EXERCISE GOAL:
Copy out each line of the data below that contains the word "background".

RECORD LIST:
>>

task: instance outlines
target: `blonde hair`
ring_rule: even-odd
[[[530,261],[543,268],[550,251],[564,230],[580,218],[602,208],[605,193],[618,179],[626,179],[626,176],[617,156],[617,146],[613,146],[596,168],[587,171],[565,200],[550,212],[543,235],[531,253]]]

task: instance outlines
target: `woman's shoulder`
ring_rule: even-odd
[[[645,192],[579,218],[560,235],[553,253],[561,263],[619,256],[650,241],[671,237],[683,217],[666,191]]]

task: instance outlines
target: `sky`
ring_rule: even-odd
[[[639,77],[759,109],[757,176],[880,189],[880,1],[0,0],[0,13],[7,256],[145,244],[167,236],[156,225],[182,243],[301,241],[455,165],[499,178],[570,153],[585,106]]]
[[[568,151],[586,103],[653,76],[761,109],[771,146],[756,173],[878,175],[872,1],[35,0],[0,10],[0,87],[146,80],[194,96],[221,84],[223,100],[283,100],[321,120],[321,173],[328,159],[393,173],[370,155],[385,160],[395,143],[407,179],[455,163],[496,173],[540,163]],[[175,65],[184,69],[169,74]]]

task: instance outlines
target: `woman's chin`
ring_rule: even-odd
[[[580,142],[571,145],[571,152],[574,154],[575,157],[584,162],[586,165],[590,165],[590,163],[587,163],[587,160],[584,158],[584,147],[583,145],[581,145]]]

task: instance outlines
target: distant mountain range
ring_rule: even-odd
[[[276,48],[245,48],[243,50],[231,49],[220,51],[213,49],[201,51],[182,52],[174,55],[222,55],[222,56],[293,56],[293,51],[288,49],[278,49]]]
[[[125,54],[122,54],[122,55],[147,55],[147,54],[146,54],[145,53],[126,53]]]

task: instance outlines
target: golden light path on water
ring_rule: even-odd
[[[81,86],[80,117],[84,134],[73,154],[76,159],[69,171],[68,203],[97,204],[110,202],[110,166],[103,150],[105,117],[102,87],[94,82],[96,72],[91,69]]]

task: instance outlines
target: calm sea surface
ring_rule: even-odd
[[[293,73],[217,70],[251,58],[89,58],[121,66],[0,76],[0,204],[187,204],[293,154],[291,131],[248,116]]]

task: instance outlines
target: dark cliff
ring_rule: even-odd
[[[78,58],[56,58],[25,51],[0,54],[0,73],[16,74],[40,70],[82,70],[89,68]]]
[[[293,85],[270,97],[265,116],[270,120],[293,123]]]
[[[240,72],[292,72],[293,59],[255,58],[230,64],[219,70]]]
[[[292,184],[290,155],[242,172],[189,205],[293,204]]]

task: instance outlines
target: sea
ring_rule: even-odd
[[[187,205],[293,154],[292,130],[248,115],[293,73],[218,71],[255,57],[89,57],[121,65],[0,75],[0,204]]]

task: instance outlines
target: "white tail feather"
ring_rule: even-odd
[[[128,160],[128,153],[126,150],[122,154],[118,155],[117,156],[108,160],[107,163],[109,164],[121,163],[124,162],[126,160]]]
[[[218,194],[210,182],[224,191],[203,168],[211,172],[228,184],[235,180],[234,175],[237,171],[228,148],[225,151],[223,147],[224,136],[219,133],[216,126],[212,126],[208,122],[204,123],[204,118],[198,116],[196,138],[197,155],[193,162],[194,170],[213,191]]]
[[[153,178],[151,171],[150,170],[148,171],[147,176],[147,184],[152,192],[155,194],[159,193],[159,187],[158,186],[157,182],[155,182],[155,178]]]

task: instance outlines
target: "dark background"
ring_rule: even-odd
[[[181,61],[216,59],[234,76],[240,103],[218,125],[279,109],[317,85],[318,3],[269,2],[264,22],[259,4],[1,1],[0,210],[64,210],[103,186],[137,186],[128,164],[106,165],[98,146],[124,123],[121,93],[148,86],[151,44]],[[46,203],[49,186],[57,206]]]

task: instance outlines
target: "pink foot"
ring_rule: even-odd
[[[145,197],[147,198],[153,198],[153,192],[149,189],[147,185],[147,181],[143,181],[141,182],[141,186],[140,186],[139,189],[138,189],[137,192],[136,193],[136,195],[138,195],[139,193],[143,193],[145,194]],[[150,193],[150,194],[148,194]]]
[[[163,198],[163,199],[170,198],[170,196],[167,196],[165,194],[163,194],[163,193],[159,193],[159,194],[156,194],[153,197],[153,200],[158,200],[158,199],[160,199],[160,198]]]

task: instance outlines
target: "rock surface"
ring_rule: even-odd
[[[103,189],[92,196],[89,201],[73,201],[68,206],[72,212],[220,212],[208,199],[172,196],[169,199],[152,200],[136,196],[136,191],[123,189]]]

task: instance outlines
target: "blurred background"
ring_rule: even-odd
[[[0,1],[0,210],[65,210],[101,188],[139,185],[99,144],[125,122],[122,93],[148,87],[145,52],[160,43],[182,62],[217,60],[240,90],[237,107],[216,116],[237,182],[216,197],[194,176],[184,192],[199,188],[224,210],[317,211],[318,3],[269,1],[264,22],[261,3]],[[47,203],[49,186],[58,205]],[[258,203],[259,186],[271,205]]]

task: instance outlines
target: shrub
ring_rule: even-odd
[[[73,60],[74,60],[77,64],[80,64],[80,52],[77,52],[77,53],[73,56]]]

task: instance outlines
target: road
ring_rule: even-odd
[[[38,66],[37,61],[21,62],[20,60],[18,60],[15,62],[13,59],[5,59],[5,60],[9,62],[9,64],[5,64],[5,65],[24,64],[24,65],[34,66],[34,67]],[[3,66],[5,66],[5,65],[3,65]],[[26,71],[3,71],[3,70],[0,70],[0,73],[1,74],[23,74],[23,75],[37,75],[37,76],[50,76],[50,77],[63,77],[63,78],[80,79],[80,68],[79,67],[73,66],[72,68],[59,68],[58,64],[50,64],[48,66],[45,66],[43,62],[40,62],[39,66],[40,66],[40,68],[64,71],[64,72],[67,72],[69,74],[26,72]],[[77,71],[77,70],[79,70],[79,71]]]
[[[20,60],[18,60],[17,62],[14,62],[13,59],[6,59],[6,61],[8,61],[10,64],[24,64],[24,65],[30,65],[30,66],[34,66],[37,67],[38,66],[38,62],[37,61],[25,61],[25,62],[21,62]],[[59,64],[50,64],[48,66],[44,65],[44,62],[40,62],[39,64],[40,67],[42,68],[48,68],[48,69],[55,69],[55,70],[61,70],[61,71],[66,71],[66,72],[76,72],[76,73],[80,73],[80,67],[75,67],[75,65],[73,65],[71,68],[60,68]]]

<<

EXERCISE SOLUTION:
target: "dark background"
target: "blurred background"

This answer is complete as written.